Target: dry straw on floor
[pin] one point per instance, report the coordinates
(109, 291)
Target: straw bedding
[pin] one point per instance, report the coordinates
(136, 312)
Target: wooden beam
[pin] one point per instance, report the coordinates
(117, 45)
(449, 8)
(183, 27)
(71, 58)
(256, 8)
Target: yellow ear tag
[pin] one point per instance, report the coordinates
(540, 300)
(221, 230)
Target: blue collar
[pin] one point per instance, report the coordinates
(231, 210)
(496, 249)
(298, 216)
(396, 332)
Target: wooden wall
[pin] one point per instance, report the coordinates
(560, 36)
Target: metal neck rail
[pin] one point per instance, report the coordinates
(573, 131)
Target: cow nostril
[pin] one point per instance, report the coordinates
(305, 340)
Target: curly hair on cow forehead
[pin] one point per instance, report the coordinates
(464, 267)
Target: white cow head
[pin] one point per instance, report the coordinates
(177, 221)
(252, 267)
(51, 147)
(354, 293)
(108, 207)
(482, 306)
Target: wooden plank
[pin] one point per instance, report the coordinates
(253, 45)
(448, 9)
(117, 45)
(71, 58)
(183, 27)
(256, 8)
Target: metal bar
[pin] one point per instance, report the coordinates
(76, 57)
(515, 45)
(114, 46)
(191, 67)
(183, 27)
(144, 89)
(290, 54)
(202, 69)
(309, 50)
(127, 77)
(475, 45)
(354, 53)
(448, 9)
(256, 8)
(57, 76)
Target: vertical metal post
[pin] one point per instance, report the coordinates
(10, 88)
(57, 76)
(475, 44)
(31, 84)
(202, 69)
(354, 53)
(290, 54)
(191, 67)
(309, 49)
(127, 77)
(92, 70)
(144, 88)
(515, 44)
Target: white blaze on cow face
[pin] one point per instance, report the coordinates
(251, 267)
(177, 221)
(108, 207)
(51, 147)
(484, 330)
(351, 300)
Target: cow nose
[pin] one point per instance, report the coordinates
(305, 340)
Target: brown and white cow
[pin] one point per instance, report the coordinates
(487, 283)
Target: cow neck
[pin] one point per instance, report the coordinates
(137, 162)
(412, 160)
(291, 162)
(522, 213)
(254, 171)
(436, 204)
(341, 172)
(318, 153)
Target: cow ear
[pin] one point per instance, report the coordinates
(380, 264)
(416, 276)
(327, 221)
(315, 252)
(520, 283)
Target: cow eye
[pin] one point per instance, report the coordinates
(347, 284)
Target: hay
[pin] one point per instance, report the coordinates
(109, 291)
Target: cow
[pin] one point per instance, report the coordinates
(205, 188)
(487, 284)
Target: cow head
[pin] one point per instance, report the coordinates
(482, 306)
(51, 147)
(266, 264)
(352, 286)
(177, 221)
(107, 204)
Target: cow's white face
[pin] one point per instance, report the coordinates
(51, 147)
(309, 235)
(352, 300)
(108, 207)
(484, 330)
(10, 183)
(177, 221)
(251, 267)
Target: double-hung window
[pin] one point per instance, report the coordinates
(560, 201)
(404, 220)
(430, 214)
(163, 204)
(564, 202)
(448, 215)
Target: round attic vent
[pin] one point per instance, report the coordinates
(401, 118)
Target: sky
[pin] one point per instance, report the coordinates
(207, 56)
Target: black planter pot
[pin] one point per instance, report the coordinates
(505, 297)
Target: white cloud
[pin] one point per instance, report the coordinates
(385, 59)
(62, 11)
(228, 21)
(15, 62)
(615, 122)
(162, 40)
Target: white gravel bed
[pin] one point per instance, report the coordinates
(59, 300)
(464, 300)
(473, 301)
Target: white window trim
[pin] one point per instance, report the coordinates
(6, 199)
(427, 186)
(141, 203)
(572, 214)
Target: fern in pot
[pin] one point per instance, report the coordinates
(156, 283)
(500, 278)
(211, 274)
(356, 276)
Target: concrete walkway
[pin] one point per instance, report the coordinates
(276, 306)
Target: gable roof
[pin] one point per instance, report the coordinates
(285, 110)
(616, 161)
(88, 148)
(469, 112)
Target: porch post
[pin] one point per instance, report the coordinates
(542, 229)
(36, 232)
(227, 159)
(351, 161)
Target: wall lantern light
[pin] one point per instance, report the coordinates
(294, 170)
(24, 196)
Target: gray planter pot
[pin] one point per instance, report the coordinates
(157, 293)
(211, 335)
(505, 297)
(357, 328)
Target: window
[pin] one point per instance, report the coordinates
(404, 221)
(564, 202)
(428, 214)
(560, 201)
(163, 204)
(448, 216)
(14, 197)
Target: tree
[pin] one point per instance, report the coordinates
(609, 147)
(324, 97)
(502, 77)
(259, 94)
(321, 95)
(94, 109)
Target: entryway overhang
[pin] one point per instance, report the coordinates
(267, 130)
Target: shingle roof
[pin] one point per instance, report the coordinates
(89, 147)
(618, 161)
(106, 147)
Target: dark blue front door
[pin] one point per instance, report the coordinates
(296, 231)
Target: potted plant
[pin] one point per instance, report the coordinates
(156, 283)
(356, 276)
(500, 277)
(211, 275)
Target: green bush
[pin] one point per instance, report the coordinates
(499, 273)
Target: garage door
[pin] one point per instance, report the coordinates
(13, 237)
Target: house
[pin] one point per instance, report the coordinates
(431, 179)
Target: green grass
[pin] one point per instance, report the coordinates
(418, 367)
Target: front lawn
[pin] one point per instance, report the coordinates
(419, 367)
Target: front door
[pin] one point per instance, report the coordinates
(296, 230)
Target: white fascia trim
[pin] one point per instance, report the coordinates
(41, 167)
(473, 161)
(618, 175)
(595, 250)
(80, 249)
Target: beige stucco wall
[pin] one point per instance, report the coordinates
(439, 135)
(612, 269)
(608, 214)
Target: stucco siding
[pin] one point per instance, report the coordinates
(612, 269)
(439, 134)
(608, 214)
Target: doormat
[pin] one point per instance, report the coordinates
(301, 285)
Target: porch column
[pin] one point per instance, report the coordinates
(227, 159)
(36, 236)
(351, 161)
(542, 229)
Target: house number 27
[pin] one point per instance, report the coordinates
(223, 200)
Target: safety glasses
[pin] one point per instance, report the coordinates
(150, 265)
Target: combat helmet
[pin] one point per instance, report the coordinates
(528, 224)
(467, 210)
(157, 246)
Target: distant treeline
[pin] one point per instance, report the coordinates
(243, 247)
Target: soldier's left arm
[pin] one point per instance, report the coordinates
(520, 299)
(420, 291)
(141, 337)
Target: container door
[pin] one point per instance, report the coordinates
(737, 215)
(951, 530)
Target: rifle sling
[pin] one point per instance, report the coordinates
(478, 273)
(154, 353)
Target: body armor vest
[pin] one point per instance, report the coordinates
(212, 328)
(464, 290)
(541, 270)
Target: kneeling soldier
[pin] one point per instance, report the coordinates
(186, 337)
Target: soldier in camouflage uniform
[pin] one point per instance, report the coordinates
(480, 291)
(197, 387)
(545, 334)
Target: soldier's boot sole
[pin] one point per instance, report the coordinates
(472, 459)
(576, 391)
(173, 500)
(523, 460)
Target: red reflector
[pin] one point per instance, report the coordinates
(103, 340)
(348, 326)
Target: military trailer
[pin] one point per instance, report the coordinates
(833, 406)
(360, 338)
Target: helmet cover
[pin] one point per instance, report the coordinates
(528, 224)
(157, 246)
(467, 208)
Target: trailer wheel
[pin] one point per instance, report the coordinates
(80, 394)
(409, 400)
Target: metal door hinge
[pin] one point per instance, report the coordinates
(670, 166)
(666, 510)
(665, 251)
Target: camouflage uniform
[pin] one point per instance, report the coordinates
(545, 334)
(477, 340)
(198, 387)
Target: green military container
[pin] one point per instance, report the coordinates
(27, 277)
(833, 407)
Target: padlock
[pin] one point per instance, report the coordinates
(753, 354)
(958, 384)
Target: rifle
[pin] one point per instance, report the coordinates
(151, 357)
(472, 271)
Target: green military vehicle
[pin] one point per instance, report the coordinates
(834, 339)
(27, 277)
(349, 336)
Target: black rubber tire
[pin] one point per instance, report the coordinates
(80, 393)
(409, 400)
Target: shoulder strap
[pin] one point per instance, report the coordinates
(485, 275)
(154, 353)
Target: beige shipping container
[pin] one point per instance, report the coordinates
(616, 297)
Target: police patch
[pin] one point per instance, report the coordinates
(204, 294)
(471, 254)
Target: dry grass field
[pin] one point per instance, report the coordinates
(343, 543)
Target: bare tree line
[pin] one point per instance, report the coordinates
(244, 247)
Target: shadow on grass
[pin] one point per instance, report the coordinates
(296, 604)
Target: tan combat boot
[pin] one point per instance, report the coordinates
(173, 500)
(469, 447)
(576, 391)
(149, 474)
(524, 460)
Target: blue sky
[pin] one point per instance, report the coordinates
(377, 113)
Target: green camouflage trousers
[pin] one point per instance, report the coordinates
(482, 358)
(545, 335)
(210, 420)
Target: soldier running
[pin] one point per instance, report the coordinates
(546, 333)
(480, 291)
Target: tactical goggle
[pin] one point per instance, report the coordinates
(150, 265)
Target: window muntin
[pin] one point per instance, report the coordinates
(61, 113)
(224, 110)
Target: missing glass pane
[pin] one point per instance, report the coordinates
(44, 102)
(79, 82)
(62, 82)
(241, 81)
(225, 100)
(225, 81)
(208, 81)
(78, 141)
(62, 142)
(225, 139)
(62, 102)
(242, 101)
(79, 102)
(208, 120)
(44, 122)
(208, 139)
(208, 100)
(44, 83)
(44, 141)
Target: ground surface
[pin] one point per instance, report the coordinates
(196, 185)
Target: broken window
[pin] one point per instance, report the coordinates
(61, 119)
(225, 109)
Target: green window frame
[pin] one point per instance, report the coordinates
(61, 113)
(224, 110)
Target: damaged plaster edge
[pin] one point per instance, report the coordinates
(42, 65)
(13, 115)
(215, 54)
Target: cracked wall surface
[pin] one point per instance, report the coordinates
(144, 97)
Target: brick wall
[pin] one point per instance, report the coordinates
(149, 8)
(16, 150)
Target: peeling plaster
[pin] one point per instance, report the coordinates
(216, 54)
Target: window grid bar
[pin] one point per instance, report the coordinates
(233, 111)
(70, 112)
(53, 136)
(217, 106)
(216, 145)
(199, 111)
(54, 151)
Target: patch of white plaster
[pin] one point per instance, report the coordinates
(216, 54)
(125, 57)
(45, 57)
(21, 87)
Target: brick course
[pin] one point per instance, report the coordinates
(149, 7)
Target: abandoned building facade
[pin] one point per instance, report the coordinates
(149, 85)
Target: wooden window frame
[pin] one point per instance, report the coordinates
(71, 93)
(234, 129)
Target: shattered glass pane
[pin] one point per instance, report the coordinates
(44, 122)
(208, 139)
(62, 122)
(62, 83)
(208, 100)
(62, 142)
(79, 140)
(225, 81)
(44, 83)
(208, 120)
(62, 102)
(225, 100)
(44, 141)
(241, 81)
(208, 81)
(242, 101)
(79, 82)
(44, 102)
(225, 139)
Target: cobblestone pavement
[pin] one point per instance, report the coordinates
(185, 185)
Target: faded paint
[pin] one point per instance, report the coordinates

━━━━━━━━━━━━━━━━━━━━━━━━━━━━━━

§ **REQUIREMENT**:
Read the listing. Copy each line that has the word "combat" in it.

§ **FINAL ANSWER**:
Target: combat helmet
Target: tan combat boot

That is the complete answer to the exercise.